WORK INSTRUCTION » From the records below, please repeat exactly the line that has "Please mark the water", the line that has "Please mark the corrugated", and every line between them, and nothing else.

DATA »
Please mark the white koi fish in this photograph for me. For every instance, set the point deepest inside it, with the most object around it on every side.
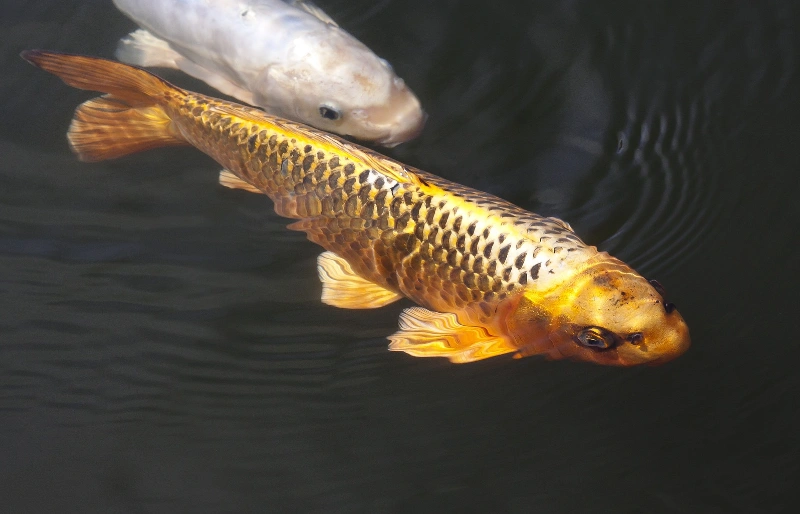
* * *
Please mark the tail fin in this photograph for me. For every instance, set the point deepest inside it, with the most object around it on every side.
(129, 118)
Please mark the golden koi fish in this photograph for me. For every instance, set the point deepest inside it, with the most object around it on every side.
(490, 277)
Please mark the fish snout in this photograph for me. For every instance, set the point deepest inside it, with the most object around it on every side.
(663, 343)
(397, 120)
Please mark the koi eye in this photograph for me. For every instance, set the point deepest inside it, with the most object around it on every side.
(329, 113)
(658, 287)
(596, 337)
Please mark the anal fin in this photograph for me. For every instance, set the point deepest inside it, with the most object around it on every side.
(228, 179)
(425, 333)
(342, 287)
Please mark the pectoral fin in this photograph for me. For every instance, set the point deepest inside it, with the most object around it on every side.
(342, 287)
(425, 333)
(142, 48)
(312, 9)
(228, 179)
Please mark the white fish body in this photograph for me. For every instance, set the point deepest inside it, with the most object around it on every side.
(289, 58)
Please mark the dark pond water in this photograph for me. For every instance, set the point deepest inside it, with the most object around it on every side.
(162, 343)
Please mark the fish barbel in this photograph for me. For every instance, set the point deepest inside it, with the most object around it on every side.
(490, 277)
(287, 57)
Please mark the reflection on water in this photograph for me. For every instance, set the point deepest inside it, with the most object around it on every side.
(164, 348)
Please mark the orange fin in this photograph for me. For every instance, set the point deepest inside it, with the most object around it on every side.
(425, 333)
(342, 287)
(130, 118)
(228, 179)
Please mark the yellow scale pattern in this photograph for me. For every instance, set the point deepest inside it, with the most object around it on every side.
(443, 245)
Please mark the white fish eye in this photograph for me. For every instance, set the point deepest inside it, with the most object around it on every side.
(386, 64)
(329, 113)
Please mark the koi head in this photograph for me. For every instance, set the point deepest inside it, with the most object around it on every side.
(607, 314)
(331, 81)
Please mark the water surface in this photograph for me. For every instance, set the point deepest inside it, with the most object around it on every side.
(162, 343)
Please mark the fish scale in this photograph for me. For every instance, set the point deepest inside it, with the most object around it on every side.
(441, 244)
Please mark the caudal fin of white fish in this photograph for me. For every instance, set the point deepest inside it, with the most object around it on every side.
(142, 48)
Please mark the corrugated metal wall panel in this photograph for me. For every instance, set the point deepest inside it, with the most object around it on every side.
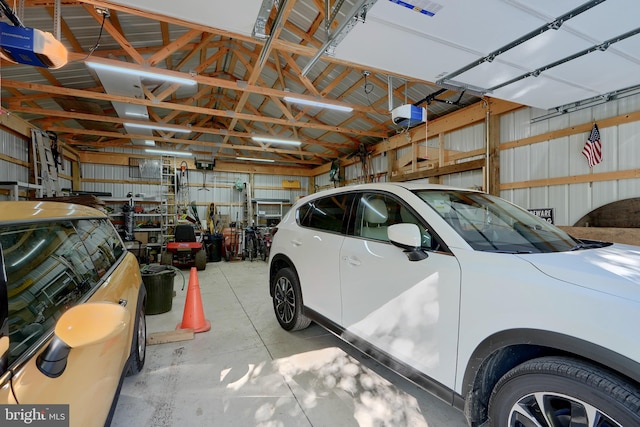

SOLUTION FOR THIS EXERCISE »
Please mark the water surface in this photograph for me. For every instance, set the point deepest inside it, with the most object around it on every side.
(162, 343)
Please mark the fish scale in this photograph for me. For every instance, set the point deepest inside it, with the most object around it on every side.
(441, 244)
Please mark the caudal fin of white fish in this photograph for me. For every instance, set the point deepest inside it, with the most object around it on every side.
(142, 48)
Please mark the corrugated metal wall panel in this photograph for me. For every instance, set the point deepest inside it, with the most object around it on every side.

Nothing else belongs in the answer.